(ENTRIES SHOWN Opens)

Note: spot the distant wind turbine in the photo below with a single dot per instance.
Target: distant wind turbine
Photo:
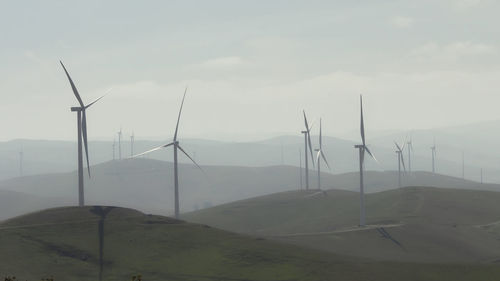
(120, 144)
(433, 151)
(82, 134)
(307, 140)
(175, 144)
(399, 152)
(410, 150)
(362, 148)
(463, 165)
(132, 139)
(114, 146)
(320, 155)
(21, 159)
(300, 167)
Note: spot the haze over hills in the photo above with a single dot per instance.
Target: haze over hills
(147, 185)
(414, 224)
(64, 243)
(41, 157)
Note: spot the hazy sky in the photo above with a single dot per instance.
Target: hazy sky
(251, 66)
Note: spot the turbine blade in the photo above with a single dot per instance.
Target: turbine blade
(371, 154)
(179, 117)
(151, 150)
(397, 145)
(403, 162)
(320, 137)
(96, 100)
(84, 133)
(75, 91)
(305, 120)
(310, 146)
(324, 158)
(362, 125)
(192, 160)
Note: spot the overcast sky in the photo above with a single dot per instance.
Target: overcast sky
(251, 66)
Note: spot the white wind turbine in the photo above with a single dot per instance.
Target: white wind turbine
(82, 134)
(320, 155)
(401, 161)
(362, 148)
(307, 142)
(175, 144)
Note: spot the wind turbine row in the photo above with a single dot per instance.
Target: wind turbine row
(176, 146)
(81, 118)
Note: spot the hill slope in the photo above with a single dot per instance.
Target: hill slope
(147, 185)
(64, 243)
(414, 224)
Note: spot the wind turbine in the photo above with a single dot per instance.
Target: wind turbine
(463, 165)
(362, 148)
(175, 144)
(410, 150)
(300, 167)
(114, 146)
(433, 151)
(21, 159)
(399, 152)
(307, 141)
(320, 155)
(120, 144)
(132, 139)
(82, 134)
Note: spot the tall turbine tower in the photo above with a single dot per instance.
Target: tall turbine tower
(463, 165)
(433, 151)
(320, 155)
(114, 146)
(132, 139)
(410, 150)
(175, 144)
(362, 148)
(120, 144)
(21, 159)
(300, 168)
(82, 134)
(307, 142)
(399, 152)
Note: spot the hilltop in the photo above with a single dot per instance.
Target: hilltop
(64, 243)
(417, 224)
(147, 185)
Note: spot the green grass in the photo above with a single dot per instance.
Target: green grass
(63, 243)
(433, 225)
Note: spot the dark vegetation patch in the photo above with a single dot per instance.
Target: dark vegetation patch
(64, 250)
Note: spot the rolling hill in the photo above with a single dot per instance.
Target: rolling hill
(147, 185)
(417, 224)
(83, 243)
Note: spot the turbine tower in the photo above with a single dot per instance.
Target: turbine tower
(362, 148)
(114, 146)
(399, 152)
(319, 155)
(300, 168)
(433, 151)
(176, 145)
(21, 159)
(132, 139)
(82, 134)
(463, 165)
(410, 150)
(120, 144)
(307, 142)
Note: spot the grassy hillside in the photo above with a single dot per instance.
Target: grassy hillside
(414, 224)
(147, 185)
(64, 243)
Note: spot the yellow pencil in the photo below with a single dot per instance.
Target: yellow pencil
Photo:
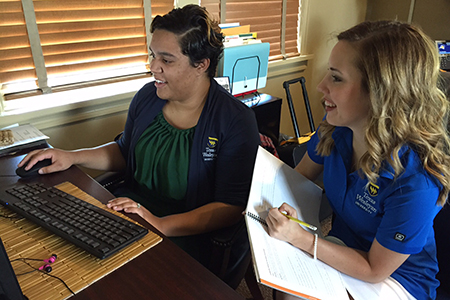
(312, 227)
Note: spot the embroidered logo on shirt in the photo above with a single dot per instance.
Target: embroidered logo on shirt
(210, 152)
(212, 142)
(399, 237)
(373, 189)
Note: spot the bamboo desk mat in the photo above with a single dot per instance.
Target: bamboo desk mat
(78, 269)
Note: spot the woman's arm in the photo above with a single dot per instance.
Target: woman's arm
(308, 168)
(106, 158)
(373, 266)
(204, 219)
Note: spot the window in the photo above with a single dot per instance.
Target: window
(274, 21)
(50, 43)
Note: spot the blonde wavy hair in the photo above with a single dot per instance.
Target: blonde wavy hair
(400, 70)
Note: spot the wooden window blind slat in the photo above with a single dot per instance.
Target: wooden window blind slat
(89, 46)
(98, 65)
(29, 74)
(76, 36)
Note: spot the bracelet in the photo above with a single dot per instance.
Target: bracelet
(315, 245)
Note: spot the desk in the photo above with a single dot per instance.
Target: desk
(163, 272)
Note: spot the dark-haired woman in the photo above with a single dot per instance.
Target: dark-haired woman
(188, 147)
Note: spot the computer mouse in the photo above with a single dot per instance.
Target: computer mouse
(34, 169)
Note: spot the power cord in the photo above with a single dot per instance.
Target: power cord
(24, 260)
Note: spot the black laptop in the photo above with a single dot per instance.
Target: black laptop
(9, 286)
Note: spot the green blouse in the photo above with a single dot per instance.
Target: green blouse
(162, 165)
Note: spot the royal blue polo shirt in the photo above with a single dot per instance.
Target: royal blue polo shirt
(398, 213)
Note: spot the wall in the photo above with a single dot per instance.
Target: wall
(431, 15)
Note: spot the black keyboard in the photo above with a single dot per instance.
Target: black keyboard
(93, 229)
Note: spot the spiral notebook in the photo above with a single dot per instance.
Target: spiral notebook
(278, 264)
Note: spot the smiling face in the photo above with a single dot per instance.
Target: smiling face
(345, 101)
(175, 78)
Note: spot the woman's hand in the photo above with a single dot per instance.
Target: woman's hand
(130, 206)
(61, 160)
(282, 228)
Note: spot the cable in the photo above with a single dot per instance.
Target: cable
(24, 260)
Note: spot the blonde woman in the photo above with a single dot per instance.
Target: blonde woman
(383, 149)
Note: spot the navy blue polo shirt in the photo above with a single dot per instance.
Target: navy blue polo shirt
(398, 213)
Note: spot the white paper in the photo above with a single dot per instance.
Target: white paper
(278, 264)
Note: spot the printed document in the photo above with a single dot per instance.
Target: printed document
(278, 264)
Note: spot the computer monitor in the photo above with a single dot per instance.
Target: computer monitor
(444, 53)
(246, 67)
(9, 286)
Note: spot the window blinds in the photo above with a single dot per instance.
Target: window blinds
(80, 40)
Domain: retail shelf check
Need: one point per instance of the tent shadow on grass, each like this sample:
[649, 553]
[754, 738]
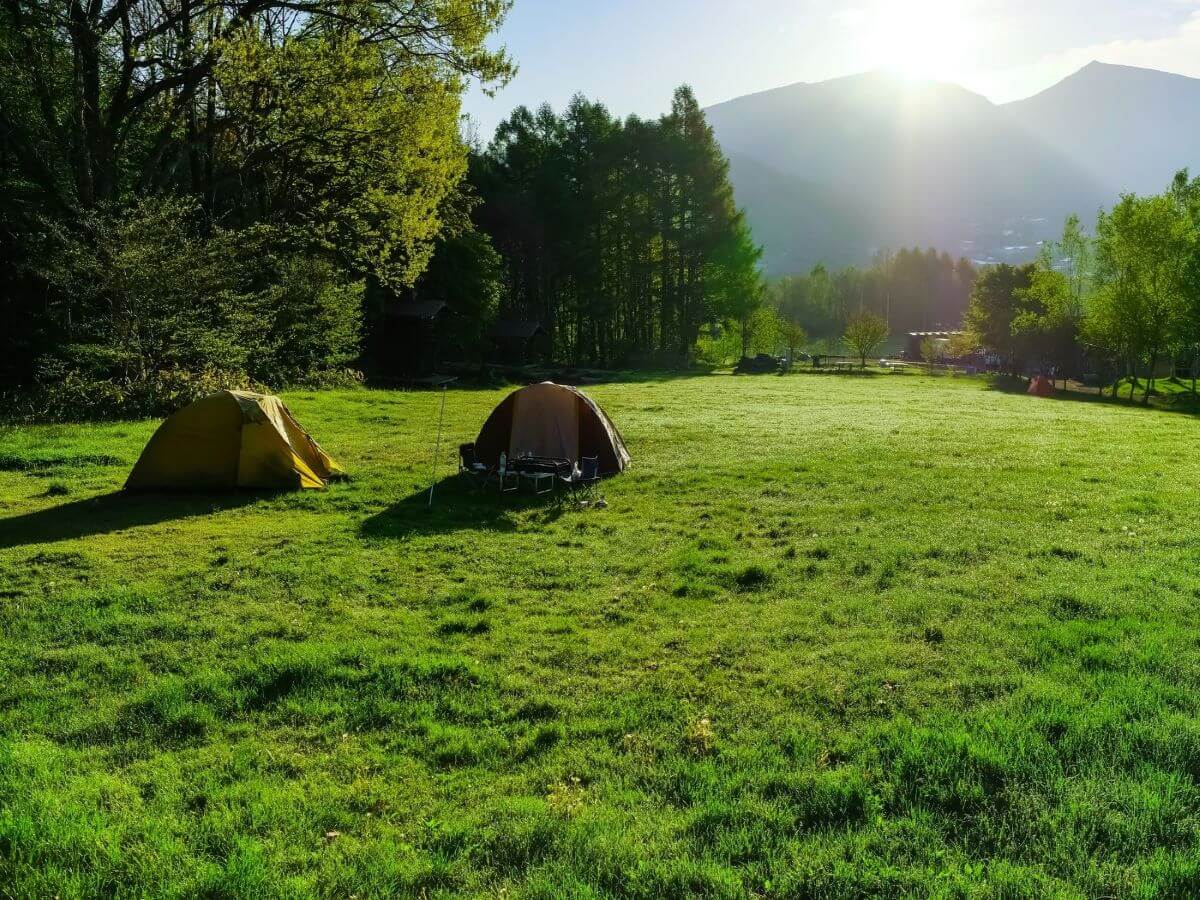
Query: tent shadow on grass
[457, 507]
[115, 513]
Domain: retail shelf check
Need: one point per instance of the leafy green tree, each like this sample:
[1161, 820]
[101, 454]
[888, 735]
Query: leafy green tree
[865, 333]
[995, 306]
[622, 238]
[930, 352]
[1186, 193]
[1141, 257]
[795, 337]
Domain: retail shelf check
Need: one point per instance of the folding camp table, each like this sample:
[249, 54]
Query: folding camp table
[541, 471]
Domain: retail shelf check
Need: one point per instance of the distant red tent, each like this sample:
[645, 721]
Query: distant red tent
[1042, 387]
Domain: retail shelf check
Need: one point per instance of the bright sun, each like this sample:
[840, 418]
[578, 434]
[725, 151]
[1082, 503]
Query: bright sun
[919, 39]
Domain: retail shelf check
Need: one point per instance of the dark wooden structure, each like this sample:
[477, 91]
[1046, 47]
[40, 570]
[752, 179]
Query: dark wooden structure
[520, 342]
[412, 345]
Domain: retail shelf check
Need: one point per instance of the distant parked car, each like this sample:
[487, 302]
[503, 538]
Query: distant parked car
[762, 364]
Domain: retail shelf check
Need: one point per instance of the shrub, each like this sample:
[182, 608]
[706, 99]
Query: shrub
[157, 310]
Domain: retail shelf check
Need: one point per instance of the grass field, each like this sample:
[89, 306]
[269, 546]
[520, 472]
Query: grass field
[832, 636]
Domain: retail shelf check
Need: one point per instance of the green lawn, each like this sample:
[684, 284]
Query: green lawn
[832, 636]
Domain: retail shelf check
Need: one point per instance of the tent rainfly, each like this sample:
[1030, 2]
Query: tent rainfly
[232, 439]
[551, 420]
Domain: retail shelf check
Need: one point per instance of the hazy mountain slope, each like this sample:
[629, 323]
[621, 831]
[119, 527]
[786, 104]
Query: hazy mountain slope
[911, 163]
[1132, 129]
[801, 222]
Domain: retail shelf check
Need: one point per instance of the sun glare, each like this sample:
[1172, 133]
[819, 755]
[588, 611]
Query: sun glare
[921, 39]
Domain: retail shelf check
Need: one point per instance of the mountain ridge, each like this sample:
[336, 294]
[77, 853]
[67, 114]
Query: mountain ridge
[895, 162]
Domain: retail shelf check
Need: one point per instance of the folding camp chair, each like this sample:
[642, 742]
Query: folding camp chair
[475, 472]
[508, 479]
[585, 477]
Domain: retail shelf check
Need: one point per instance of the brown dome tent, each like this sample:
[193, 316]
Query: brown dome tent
[551, 420]
[1042, 387]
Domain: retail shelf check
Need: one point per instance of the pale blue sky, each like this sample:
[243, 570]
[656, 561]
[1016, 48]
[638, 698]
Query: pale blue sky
[633, 53]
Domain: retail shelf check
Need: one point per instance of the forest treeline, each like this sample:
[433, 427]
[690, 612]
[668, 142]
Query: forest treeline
[621, 238]
[207, 195]
[1120, 306]
[911, 289]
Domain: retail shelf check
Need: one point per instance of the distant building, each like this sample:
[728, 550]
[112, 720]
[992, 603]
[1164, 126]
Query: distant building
[941, 339]
[520, 341]
[413, 337]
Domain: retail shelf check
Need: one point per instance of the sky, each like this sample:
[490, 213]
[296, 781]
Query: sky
[631, 54]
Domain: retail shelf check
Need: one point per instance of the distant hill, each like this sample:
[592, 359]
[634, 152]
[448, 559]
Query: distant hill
[834, 171]
[1132, 129]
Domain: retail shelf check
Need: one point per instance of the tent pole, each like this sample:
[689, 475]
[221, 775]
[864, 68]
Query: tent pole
[437, 451]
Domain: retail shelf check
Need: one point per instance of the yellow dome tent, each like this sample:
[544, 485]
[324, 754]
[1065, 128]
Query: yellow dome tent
[232, 439]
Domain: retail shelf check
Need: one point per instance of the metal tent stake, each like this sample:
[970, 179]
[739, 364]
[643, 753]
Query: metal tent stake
[437, 451]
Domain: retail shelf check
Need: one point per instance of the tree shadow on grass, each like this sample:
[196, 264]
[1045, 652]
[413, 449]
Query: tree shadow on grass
[461, 507]
[1162, 403]
[115, 511]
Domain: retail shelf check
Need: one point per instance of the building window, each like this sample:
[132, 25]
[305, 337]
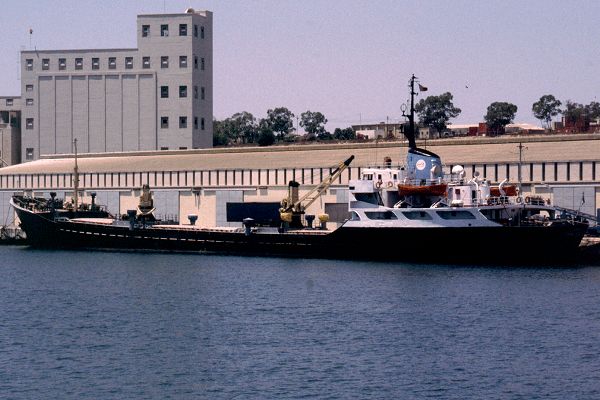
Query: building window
[164, 92]
[164, 30]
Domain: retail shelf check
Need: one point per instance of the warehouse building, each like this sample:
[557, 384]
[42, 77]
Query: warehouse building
[210, 183]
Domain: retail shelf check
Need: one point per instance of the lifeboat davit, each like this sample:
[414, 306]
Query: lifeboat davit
[422, 190]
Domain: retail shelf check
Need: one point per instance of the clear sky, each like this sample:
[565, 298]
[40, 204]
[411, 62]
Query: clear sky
[349, 59]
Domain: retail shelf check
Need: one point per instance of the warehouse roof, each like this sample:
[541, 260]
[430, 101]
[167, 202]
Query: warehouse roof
[452, 151]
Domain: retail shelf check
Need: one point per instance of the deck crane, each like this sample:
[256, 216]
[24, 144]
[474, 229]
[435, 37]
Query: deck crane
[293, 207]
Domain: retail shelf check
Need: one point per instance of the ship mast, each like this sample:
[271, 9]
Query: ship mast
[75, 178]
[410, 134]
[520, 179]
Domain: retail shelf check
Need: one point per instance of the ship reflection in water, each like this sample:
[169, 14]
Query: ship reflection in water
[132, 325]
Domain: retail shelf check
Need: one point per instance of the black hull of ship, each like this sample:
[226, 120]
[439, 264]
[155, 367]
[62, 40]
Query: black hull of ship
[558, 243]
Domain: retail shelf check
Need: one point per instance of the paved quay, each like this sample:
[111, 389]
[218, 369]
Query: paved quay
[550, 148]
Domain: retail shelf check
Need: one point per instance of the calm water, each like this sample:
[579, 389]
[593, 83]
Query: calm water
[104, 325]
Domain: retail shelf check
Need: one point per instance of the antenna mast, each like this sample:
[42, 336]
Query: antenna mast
[76, 177]
[521, 147]
[410, 135]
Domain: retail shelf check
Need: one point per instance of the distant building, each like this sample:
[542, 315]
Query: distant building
[10, 130]
[463, 130]
[523, 129]
[157, 96]
[380, 130]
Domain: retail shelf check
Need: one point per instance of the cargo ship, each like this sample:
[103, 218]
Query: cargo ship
[413, 212]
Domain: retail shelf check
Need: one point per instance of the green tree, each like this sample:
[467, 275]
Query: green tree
[266, 137]
[499, 114]
[436, 111]
[574, 112]
[244, 127]
[220, 133]
[344, 134]
[546, 108]
[593, 110]
[281, 121]
[314, 124]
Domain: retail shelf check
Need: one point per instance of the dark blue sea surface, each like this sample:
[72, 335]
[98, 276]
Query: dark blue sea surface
[120, 325]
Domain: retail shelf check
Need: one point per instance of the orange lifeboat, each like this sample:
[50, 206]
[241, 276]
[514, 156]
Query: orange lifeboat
[423, 190]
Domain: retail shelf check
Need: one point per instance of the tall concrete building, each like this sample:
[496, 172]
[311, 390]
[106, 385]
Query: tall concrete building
[158, 96]
[10, 130]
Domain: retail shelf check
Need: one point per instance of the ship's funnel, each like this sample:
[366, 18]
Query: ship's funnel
[423, 165]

(ENTRIES SHOWN Closes)

AIM OF THE EXERCISE » How many lines of the data hold the string "below"? Reply with the number alone.

ANSWER SECTION » 2